Point-based annotation data

☆ ☆ ☆ ☆ ☆ ☆ ☆

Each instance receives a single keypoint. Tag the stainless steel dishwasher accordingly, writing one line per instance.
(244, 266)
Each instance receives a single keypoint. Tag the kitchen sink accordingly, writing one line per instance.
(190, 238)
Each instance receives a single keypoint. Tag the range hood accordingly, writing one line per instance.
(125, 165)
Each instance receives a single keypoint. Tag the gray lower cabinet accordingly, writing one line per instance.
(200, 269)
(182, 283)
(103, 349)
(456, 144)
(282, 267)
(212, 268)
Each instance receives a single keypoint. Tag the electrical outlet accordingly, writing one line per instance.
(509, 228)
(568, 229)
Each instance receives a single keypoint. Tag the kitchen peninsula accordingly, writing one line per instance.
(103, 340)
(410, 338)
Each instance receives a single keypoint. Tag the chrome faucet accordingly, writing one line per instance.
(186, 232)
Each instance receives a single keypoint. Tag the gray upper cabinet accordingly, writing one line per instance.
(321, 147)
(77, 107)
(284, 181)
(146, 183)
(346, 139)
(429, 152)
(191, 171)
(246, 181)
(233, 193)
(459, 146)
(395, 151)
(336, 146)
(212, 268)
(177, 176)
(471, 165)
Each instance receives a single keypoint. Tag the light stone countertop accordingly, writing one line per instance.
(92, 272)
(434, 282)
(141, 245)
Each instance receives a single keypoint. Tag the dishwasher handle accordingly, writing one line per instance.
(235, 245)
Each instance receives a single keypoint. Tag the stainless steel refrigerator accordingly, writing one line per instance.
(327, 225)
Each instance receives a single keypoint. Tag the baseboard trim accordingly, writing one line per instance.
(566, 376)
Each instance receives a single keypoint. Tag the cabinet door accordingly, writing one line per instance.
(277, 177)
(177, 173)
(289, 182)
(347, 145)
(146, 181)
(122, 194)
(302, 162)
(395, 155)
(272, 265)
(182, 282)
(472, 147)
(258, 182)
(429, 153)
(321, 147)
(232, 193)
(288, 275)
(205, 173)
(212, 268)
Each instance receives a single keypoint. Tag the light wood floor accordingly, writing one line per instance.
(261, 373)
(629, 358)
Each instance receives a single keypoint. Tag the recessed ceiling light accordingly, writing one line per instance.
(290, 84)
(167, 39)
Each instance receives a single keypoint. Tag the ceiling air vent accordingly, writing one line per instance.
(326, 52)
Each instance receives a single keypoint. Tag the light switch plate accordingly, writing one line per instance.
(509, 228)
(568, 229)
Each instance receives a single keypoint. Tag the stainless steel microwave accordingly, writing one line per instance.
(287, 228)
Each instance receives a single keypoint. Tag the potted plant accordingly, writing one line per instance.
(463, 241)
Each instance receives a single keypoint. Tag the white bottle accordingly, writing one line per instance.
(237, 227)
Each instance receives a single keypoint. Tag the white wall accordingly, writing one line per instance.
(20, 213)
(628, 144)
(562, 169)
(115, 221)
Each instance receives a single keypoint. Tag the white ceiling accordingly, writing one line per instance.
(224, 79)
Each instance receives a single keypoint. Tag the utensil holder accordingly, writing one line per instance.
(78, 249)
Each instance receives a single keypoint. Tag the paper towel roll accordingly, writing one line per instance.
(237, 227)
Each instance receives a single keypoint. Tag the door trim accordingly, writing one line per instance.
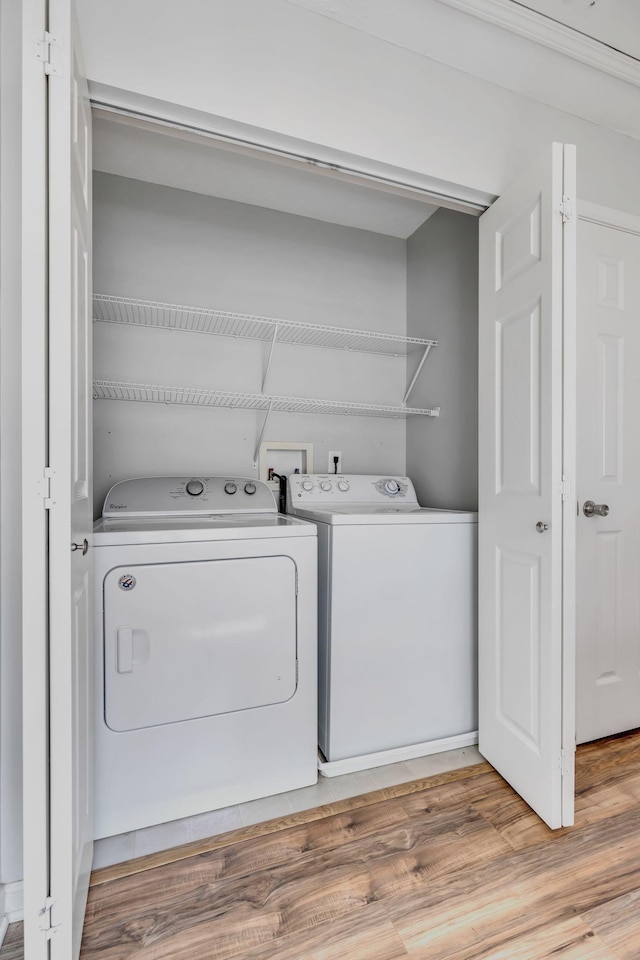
(608, 217)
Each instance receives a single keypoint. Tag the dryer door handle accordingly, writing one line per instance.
(124, 649)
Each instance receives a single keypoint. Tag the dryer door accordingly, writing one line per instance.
(190, 640)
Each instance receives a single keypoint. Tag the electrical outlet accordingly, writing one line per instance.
(332, 466)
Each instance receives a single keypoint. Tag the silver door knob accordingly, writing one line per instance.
(591, 509)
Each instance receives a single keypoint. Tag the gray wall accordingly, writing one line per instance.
(10, 449)
(170, 245)
(442, 302)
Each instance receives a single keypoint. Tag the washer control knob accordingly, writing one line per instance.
(194, 488)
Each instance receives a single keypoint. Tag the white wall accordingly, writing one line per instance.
(442, 302)
(279, 67)
(10, 425)
(164, 244)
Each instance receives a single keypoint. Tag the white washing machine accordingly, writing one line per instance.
(397, 621)
(206, 680)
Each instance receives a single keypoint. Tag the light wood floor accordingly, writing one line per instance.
(452, 868)
(456, 868)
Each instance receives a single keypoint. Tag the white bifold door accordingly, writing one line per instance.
(57, 866)
(526, 496)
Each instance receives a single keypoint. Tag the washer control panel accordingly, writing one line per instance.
(353, 488)
(192, 496)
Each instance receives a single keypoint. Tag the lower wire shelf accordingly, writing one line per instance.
(200, 396)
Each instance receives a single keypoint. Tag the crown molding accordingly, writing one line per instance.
(512, 16)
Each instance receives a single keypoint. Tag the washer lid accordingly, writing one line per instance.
(187, 529)
(187, 497)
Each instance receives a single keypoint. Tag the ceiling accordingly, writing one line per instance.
(540, 49)
(202, 167)
(615, 23)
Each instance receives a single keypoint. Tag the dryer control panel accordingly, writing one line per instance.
(191, 496)
(349, 488)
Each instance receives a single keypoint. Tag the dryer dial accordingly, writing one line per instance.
(194, 488)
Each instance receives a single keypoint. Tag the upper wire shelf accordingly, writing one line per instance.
(171, 316)
(200, 396)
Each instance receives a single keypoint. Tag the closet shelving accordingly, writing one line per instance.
(168, 316)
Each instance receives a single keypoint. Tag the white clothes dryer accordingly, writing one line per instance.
(205, 684)
(397, 621)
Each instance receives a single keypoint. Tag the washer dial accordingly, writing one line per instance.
(194, 488)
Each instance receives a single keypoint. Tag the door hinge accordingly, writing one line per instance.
(566, 209)
(566, 758)
(46, 924)
(44, 488)
(48, 52)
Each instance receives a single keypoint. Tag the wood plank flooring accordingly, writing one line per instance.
(451, 868)
(455, 868)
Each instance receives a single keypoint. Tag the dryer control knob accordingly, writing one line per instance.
(194, 488)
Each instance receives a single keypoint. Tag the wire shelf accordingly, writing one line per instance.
(199, 396)
(171, 316)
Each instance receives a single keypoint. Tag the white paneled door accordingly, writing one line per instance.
(70, 523)
(526, 515)
(608, 554)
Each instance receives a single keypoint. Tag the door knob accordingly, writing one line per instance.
(591, 509)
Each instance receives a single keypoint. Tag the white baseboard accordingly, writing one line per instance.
(335, 768)
(11, 903)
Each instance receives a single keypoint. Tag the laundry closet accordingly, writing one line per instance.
(190, 224)
(181, 222)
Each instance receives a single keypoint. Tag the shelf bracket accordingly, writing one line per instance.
(273, 343)
(264, 427)
(417, 373)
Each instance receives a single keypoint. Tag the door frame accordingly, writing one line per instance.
(35, 568)
(614, 219)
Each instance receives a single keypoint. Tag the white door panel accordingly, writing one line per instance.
(71, 775)
(608, 555)
(522, 687)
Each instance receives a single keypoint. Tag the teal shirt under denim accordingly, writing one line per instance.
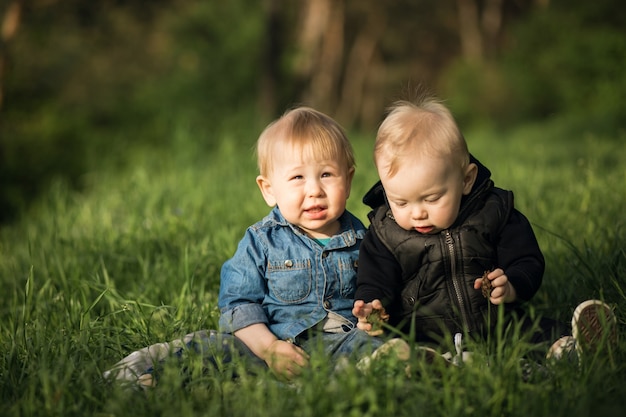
(284, 279)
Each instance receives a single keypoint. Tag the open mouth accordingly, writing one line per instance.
(425, 230)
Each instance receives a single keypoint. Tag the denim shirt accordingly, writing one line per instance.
(284, 279)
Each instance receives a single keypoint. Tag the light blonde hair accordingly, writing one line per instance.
(317, 135)
(412, 129)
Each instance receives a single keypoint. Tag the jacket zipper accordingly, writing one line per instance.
(455, 279)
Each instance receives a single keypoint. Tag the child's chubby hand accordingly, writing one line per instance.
(502, 291)
(370, 316)
(285, 359)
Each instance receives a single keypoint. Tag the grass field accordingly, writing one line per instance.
(134, 259)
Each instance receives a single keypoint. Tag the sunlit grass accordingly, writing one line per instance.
(87, 277)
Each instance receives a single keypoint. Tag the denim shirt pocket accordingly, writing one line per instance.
(290, 280)
(347, 269)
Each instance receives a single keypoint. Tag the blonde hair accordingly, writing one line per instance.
(316, 134)
(416, 129)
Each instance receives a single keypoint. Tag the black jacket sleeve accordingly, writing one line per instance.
(379, 275)
(520, 257)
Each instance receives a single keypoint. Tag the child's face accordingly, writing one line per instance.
(425, 195)
(311, 194)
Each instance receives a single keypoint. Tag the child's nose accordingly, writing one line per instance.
(418, 213)
(314, 188)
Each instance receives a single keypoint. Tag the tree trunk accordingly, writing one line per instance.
(469, 31)
(10, 23)
(358, 68)
(321, 43)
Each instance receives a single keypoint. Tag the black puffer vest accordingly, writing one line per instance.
(438, 271)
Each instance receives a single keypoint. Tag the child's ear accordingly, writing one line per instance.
(469, 178)
(266, 190)
(350, 176)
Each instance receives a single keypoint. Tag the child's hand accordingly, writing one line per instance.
(370, 316)
(502, 291)
(285, 359)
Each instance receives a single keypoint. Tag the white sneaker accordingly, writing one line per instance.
(593, 325)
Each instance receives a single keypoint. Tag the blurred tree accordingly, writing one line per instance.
(10, 23)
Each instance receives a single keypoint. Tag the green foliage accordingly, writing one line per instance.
(134, 259)
(87, 83)
(564, 61)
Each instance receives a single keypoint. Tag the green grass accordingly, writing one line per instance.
(134, 259)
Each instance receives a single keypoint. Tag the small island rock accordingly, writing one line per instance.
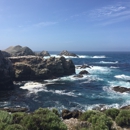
(66, 53)
(121, 89)
(19, 51)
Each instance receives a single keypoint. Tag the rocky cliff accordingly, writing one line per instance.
(6, 73)
(37, 68)
(19, 51)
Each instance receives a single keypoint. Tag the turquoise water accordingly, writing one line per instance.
(108, 69)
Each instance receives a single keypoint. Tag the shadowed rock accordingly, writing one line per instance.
(37, 68)
(66, 53)
(83, 72)
(6, 73)
(19, 51)
(66, 114)
(43, 53)
(121, 89)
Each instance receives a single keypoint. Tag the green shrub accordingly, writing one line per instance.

☆ ☆ ☆ ☆ ☆ ☆ ☆

» TASK GOAL
Exactly the lines from the line containing "Each instance receives a single keypoint. Tag the white sneaker" through the last line of the entries above are to be quoted, both included, and nothing else. Pictures are left out.

» SOLUTION TO THE EXERCISE
Each instance receives a single keypoint. Tag the white sneaker accordingly, writing one line per instance.
(593, 325)
Each instance receives a single keypoint. Tag the blurred tree accordingly, writing one line per instance.
(10, 23)
Each instance receives a single keypoint. Tag the green foliage accordingly, writing one line per instance.
(134, 259)
(87, 83)
(564, 61)
Each instance receives a single keypoint. Tag the green grass accordingly, writing one line per instance.
(134, 259)
Each instance receives a single keypoint. Tag the small island rock accordingly, writing one line per instance.
(66, 53)
(121, 89)
(19, 51)
Each instance receives a single keypoint. Tag the rocky cliff accordingly, writing one line per instance.
(6, 73)
(37, 68)
(19, 51)
Each instance receives a single keypoint. Tag the turquoise water accordingly, writing one line per instance.
(108, 69)
Each instance receives a single keypoint. Tag the shadowed rock accordingly, writing one line per instance.
(37, 68)
(66, 53)
(83, 72)
(6, 73)
(19, 51)
(66, 114)
(43, 53)
(121, 89)
Each instance receives a single keypoint. Tag the green shrub accordingly, writing one line per instance.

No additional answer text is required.